#### SUPPLIED RECORDS ####

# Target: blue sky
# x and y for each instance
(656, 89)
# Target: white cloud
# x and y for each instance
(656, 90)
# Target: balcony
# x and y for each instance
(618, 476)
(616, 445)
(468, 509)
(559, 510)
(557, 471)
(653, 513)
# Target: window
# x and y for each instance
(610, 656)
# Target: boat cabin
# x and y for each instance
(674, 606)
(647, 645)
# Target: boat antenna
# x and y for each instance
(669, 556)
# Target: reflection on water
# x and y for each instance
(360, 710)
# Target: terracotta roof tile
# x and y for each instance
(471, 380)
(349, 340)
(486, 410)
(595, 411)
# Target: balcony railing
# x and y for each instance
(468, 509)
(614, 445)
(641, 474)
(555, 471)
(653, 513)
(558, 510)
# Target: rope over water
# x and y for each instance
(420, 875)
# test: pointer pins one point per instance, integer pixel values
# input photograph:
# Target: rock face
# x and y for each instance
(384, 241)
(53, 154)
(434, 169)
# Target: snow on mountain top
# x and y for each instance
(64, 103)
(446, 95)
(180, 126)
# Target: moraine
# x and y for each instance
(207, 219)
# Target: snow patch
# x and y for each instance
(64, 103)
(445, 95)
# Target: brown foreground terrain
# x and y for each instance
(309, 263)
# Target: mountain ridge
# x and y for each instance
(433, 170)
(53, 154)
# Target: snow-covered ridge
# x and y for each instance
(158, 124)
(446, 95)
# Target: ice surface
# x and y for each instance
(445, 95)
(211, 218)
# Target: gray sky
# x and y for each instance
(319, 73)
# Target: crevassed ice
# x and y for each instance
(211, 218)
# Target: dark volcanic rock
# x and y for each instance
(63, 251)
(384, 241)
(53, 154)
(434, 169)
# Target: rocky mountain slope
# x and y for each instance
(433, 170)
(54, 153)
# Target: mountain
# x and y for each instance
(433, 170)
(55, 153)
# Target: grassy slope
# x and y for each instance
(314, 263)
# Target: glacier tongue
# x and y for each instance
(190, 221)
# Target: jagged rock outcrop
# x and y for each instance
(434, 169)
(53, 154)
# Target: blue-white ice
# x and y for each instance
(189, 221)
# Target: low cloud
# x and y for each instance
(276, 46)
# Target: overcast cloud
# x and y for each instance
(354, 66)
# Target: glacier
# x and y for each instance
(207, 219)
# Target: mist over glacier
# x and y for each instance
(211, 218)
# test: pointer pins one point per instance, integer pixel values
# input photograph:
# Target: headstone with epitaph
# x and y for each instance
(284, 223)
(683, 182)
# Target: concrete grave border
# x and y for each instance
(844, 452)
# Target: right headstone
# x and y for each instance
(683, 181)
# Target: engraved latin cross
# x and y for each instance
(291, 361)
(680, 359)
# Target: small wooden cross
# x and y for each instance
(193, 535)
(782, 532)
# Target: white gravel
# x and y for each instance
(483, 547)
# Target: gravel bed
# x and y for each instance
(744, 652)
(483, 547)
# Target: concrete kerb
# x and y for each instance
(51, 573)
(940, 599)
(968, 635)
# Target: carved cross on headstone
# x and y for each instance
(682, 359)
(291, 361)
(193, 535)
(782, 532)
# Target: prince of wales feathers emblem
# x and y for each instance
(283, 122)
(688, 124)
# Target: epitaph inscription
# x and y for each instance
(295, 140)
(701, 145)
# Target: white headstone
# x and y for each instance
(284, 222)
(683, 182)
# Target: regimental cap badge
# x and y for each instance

####

### WRITTEN INSTRUCTION
Please recast every one of the entries above as a Markdown table with the columns Row and Text. Give each line its own numbered row and skip blank lines.

### THE ANSWER
| Row | Text |
|---|---|
| 1 | # Target: blue sky |
| 2 | # x and y for each instance |
| 3 | (656, 89) |
| 4 | # Target: white cloud |
| 5 | # x and y for each instance |
| 6 | (656, 90) |
| 7 | # Target: balcony |
| 8 | # x and y for each instance |
| 9 | (618, 476) |
| 10 | (616, 445) |
| 11 | (468, 509) |
| 12 | (559, 510) |
| 13 | (557, 471) |
| 14 | (653, 513) |
| 15 | # Target: window |
| 16 | # x and y for each instance |
| 17 | (610, 656) |
| 18 | # Target: boat cabin |
| 19 | # x and y for each instance |
| 20 | (674, 606) |
| 21 | (647, 645) |
| 22 | # Target: boat antenna |
| 23 | # x and y for each instance |
| 24 | (669, 556) |
| 25 | # Target: reflection on water |
| 26 | # x and y for each instance |
| 27 | (360, 710) |
| 28 | # Target: terracotta roof tile |
| 29 | # x and y for each instance |
| 30 | (471, 380) |
| 31 | (349, 340) |
| 32 | (486, 410) |
| 33 | (595, 411) |
| 34 | # Target: balcony railing |
| 35 | # x and y for each instance |
| 36 | (468, 509) |
| 37 | (614, 445) |
| 38 | (641, 474) |
| 39 | (555, 471) |
| 40 | (653, 513) |
| 41 | (558, 510) |
| 42 | # Target: rope over water |
| 43 | # x and y for each instance |
| 44 | (420, 875) |
| 45 | # test: pointer pins one point per instance, integer pixel values |
| 46 | # input photograph: |
| 47 | # Target: rock face |
| 48 | # x and y for each instance |
| 49 | (384, 241) |
| 50 | (53, 154) |
| 51 | (434, 169) |
| 52 | # Target: snow on mountain top |
| 53 | # x and y for each instance |
| 54 | (64, 103) |
| 55 | (446, 95) |
| 56 | (180, 126) |
| 57 | # Target: moraine |
| 58 | # x and y for each instance |
| 59 | (207, 219) |
| 60 | # Target: snow patch |
| 61 | # x and y for each instance |
| 62 | (64, 103) |
| 63 | (445, 95) |
| 64 | # Target: brown foreground terrain |
| 65 | # x and y for each instance |
| 66 | (309, 263) |
| 67 | # Target: mountain ridge |
| 68 | # x and y for each instance |
| 69 | (433, 170) |
| 70 | (53, 154) |
| 71 | # Target: snow-covered ridge |
| 72 | # x and y for each instance |
| 73 | (158, 124) |
| 74 | (446, 95) |
| 75 | # Target: ice surface |
| 76 | # x and y for each instance |
| 77 | (445, 95) |
| 78 | (211, 218) |
| 79 | # Target: gray sky |
| 80 | # x and y for each instance |
| 81 | (319, 73) |
| 82 | # Target: crevassed ice |
| 83 | # x and y for each instance |
| 84 | (211, 218) |
| 85 | # Target: dark volcanic rock |
| 86 | # x and y for each instance |
| 87 | (63, 251) |
| 88 | (384, 241) |
| 89 | (53, 154) |
| 90 | (434, 169) |
| 91 | # Target: rocky mountain slope |
| 92 | # x and y for each instance |
| 93 | (433, 170) |
| 94 | (54, 153) |
| 95 | # Target: mountain |
| 96 | # x and y for each instance |
| 97 | (433, 170) |
| 98 | (55, 153) |
| 99 | # Target: grassy slope |
| 100 | # x and y for each instance |
| 101 | (314, 263) |
| 102 | # Target: glacier tongue |
| 103 | # x and y for each instance |
| 104 | (190, 221) |
| 105 | # Target: jagged rock outcrop |
| 106 | # x and y for each instance |
| 107 | (434, 169) |
| 108 | (53, 154) |
| 109 | # Target: blue-white ice |
| 110 | # x and y for each instance |
| 111 | (189, 221) |
| 112 | # Target: low cloud |
| 113 | # x and y for each instance |
| 114 | (276, 46) |
| 115 | # Target: overcast cloud |
| 116 | # x and y for each instance |
| 117 | (354, 66) |
| 118 | # Target: glacier |
| 119 | # x and y for each instance |
| 120 | (207, 219) |
| 121 | # Target: mist over glacier |
| 122 | # x and y for each instance |
| 123 | (211, 218) |
| 124 | # test: pointer pins one point per instance, integer pixel values |
| 125 | # input photograph: |
| 126 | # Target: headstone with epitaph |
| 127 | # x and y for each instance |
| 128 | (284, 223) |
| 129 | (683, 182) |
| 130 | # Target: concrete grave border |
| 131 | # x and y for each instance |
| 132 | (844, 452) |
| 133 | # Target: right headstone |
| 134 | # x and y for each instance |
| 135 | (683, 181) |
| 136 | # Target: engraved latin cross |
| 137 | # x and y for each instance |
| 138 | (291, 361) |
| 139 | (680, 359) |
| 140 | # Target: small wooden cross |
| 141 | # x and y for each instance |
| 142 | (193, 535) |
| 143 | (782, 532) |
| 144 | # Target: white gravel |
| 145 | # x and y for each instance |
| 146 | (483, 547) |
| 147 | # Target: gravel bed |
| 148 | # x and y for each instance |
| 149 | (744, 652) |
| 150 | (483, 547) |
| 151 | # Target: concrete kerb |
| 152 | # x and y for each instance |
| 153 | (51, 573) |
| 154 | (940, 599) |
| 155 | (968, 635) |
| 156 | # Target: carved cross on headstone |
| 157 | # x and y for each instance |
| 158 | (682, 359) |
| 159 | (291, 361) |
| 160 | (193, 535) |
| 161 | (782, 532) |
| 162 | # Target: prince of wales feathers emblem |
| 163 | # x and y for each instance |
| 164 | (283, 122) |
| 165 | (688, 124) |
| 166 | # Target: epitaph inscription |
| 167 | # x and y for each instance |
| 168 | (295, 140) |
| 169 | (701, 145) |
| 170 | # Target: white headstone |
| 171 | # x and y for each instance |
| 172 | (284, 222) |
| 173 | (683, 182) |
| 174 | # Target: regimental cap badge |
| 175 | # x and y for each instance |